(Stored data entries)

┏━━

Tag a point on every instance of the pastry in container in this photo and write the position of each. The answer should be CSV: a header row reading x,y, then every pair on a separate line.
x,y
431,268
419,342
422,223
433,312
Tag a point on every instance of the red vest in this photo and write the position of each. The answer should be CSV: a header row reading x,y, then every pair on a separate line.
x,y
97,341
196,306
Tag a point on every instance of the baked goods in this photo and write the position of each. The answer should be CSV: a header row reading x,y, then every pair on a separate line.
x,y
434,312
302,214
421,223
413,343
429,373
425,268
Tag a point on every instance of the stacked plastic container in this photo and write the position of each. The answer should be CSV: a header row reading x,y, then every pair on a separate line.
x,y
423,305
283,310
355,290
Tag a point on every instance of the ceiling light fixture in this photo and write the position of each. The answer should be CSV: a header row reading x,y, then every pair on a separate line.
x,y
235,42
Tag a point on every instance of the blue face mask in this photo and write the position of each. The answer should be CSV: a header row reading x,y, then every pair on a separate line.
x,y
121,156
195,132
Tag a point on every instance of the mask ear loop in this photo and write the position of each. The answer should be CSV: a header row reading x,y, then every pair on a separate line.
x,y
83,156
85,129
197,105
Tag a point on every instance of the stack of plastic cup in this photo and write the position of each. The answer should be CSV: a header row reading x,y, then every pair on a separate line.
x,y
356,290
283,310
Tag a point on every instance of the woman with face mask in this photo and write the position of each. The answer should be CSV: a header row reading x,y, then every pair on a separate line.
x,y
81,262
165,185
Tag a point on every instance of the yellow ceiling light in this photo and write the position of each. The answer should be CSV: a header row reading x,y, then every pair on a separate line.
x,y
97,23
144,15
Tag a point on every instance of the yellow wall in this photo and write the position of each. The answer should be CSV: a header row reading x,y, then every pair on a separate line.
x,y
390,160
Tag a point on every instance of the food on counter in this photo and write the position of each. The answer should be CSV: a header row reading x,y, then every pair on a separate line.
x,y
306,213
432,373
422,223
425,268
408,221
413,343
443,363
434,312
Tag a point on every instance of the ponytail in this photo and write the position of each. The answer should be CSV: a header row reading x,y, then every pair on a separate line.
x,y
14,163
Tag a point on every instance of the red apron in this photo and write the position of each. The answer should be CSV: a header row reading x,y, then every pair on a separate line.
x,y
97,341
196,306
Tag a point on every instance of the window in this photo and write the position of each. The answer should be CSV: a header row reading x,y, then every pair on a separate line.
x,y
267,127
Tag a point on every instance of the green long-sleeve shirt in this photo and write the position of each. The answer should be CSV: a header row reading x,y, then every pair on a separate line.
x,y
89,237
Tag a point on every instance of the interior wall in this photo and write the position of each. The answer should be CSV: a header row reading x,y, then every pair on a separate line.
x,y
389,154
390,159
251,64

┗━━

[STATED PROBLEM]
Copy word for word the lines from the one containing "Tag a point on every instance of the interior" through the end of the items above, both included.

[THE SOLUTION]
Tag a point on every instance of the interior wall in this photo and write the position of each. The answer should be CSV: a header row reading x,y, then every pair on a separate line.
x,y
389,154
390,159
251,64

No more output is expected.